**ASSIGNED TASK**
Below are entries; copy exactly the lines from the one with "drop a point: the white pillar candle" through the one with "drop a point: the wooden table surface", both included, and leave out the rest.

Natural-language object grounding data
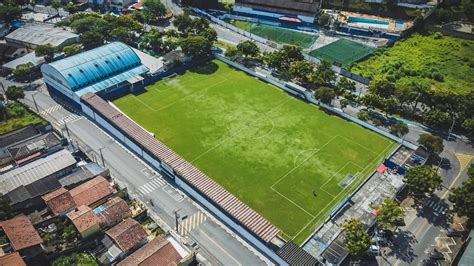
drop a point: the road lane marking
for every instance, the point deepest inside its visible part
(464, 160)
(218, 246)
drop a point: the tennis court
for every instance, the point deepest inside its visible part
(343, 51)
(278, 34)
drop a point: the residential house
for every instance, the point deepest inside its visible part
(22, 236)
(158, 251)
(59, 201)
(113, 211)
(91, 191)
(122, 239)
(12, 259)
(86, 223)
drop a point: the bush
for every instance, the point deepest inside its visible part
(363, 115)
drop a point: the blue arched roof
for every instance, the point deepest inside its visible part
(96, 65)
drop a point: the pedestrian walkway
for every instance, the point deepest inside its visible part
(190, 223)
(51, 109)
(437, 206)
(151, 186)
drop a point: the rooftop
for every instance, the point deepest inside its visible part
(127, 234)
(97, 69)
(35, 170)
(91, 191)
(21, 233)
(82, 174)
(12, 259)
(41, 34)
(59, 201)
(83, 218)
(159, 251)
(113, 211)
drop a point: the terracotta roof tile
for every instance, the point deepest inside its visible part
(91, 191)
(159, 251)
(59, 201)
(21, 233)
(127, 234)
(83, 218)
(193, 176)
(113, 211)
(12, 259)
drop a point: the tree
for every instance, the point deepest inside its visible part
(196, 46)
(437, 118)
(71, 8)
(14, 93)
(399, 129)
(152, 9)
(46, 50)
(387, 213)
(283, 58)
(75, 259)
(463, 199)
(72, 49)
(9, 11)
(248, 48)
(344, 84)
(323, 75)
(422, 180)
(324, 19)
(91, 39)
(302, 70)
(182, 22)
(382, 88)
(325, 95)
(344, 103)
(24, 70)
(122, 34)
(433, 144)
(232, 53)
(468, 125)
(356, 238)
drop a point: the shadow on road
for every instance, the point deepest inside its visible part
(401, 246)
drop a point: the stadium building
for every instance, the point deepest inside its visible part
(285, 10)
(109, 71)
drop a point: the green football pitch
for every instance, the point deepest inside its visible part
(278, 34)
(342, 51)
(285, 158)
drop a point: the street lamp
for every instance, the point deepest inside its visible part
(102, 156)
(34, 101)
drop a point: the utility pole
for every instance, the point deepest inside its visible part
(176, 217)
(34, 101)
(102, 156)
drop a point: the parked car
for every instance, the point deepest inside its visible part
(436, 255)
(453, 233)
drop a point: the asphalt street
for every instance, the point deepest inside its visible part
(215, 242)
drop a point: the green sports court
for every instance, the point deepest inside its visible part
(343, 51)
(285, 158)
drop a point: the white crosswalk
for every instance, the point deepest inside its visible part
(190, 223)
(67, 119)
(51, 109)
(151, 186)
(436, 206)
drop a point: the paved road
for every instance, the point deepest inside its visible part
(215, 242)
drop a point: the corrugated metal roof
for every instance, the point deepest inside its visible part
(35, 170)
(101, 67)
(41, 34)
(200, 181)
(295, 255)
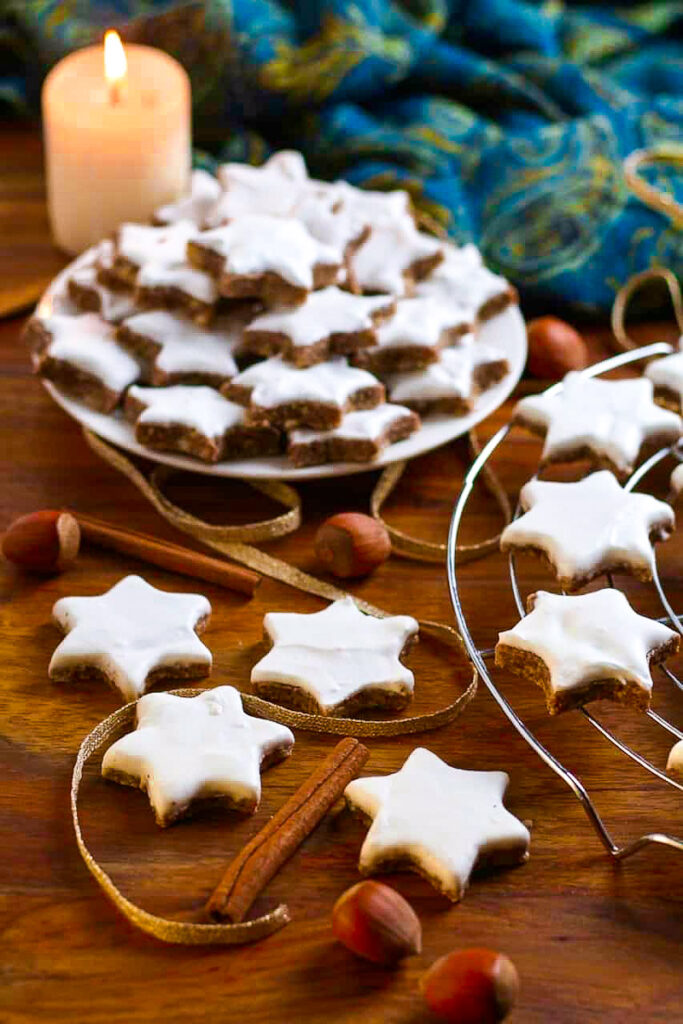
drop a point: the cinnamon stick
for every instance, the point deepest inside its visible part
(273, 845)
(169, 556)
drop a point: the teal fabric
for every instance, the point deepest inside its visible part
(508, 121)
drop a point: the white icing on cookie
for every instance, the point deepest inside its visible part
(323, 313)
(336, 653)
(421, 322)
(184, 347)
(589, 637)
(272, 188)
(114, 305)
(588, 524)
(443, 820)
(204, 193)
(257, 244)
(275, 382)
(142, 245)
(199, 408)
(462, 278)
(611, 419)
(384, 261)
(87, 342)
(365, 424)
(675, 761)
(452, 377)
(668, 373)
(186, 749)
(677, 480)
(128, 632)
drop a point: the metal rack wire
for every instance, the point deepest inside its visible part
(480, 657)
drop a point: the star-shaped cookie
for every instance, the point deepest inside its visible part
(438, 821)
(131, 636)
(586, 647)
(605, 421)
(589, 527)
(335, 660)
(189, 749)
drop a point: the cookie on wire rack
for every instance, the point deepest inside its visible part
(607, 422)
(586, 647)
(590, 527)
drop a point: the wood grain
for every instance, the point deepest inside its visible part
(592, 941)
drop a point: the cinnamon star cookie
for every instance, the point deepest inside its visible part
(439, 821)
(605, 421)
(132, 637)
(584, 648)
(184, 750)
(586, 528)
(335, 660)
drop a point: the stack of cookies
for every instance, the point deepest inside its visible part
(268, 311)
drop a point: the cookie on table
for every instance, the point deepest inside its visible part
(392, 258)
(185, 752)
(667, 376)
(586, 647)
(336, 660)
(590, 527)
(413, 337)
(205, 190)
(439, 821)
(274, 259)
(462, 278)
(453, 383)
(328, 323)
(315, 397)
(132, 637)
(175, 350)
(271, 188)
(81, 356)
(361, 436)
(197, 421)
(89, 295)
(607, 422)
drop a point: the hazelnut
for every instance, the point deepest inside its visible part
(554, 348)
(471, 986)
(42, 542)
(351, 545)
(375, 922)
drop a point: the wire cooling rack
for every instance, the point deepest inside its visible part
(482, 658)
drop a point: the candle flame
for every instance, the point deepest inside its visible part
(116, 65)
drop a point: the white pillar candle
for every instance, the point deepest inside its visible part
(117, 148)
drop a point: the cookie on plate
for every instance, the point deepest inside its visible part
(336, 660)
(586, 647)
(274, 259)
(175, 350)
(462, 278)
(361, 436)
(132, 637)
(452, 383)
(81, 356)
(197, 421)
(392, 258)
(328, 323)
(315, 397)
(439, 821)
(185, 752)
(607, 422)
(587, 528)
(414, 336)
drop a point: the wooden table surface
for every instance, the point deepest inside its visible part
(593, 941)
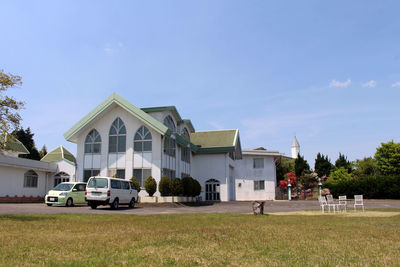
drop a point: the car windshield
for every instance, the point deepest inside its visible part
(98, 183)
(63, 187)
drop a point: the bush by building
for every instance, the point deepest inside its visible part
(164, 186)
(150, 185)
(176, 187)
(136, 184)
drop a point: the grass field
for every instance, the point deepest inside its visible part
(203, 239)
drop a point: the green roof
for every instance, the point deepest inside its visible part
(15, 145)
(123, 103)
(215, 141)
(174, 111)
(58, 154)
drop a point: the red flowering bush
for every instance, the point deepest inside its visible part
(288, 176)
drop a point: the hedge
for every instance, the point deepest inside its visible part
(376, 187)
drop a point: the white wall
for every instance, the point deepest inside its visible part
(211, 166)
(246, 175)
(12, 183)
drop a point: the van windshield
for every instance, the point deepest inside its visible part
(98, 183)
(63, 187)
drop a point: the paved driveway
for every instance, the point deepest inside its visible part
(146, 209)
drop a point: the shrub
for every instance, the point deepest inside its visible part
(369, 186)
(196, 188)
(164, 186)
(187, 183)
(176, 187)
(136, 184)
(150, 185)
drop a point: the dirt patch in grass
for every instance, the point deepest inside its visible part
(344, 214)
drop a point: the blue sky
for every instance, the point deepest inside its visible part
(325, 71)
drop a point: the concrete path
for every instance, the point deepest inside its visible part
(165, 208)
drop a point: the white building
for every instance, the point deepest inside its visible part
(119, 138)
(26, 180)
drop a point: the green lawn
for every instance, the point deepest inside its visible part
(202, 239)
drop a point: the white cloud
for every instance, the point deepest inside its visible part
(108, 50)
(396, 84)
(335, 83)
(371, 83)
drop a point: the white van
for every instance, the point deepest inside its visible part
(110, 191)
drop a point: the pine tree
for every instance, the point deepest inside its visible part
(343, 162)
(322, 165)
(301, 166)
(26, 138)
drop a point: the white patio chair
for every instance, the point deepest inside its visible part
(331, 203)
(322, 203)
(358, 201)
(343, 203)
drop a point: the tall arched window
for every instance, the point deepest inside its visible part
(93, 142)
(117, 137)
(185, 134)
(169, 143)
(169, 122)
(142, 141)
(30, 179)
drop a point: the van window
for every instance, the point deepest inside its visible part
(115, 184)
(98, 183)
(125, 185)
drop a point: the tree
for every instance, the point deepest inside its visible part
(43, 152)
(365, 167)
(387, 158)
(150, 185)
(9, 117)
(322, 165)
(283, 167)
(301, 166)
(340, 174)
(343, 162)
(26, 138)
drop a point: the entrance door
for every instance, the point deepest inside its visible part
(212, 190)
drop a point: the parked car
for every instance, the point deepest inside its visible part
(110, 191)
(66, 194)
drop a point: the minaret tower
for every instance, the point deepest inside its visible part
(295, 148)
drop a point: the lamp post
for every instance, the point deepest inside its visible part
(319, 186)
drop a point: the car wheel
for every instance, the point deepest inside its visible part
(69, 202)
(115, 204)
(132, 203)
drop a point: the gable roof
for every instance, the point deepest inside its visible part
(116, 99)
(174, 112)
(215, 141)
(13, 144)
(58, 154)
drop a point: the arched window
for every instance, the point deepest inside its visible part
(93, 142)
(169, 143)
(185, 134)
(30, 179)
(117, 137)
(142, 140)
(169, 122)
(61, 177)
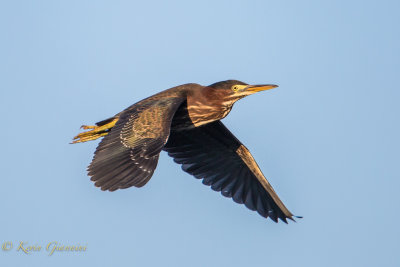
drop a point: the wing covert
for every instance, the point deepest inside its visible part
(212, 153)
(129, 154)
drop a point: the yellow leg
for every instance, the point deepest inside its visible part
(96, 132)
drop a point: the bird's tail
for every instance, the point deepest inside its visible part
(101, 129)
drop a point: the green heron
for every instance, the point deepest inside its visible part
(185, 122)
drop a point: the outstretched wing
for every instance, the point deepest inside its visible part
(212, 153)
(128, 155)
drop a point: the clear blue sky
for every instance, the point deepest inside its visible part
(327, 138)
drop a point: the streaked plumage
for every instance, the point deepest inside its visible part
(185, 122)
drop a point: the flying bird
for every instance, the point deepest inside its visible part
(184, 121)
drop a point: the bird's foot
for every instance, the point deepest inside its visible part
(95, 133)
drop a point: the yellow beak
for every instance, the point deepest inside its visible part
(260, 87)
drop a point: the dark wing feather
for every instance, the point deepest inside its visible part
(212, 153)
(128, 155)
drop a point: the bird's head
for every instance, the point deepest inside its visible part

**YOUR RESPONSE**
drop a point: the white pillar candle
for every instance, the point deepest inside its visible part
(117, 148)
drop a point: the cookie on plate
for every instance, the point deepest inside its visible part
(336, 660)
(586, 647)
(274, 259)
(175, 350)
(462, 278)
(361, 436)
(132, 637)
(452, 383)
(81, 356)
(197, 421)
(392, 258)
(328, 323)
(315, 397)
(439, 821)
(185, 752)
(607, 422)
(587, 528)
(414, 336)
drop a point: the wooden table surface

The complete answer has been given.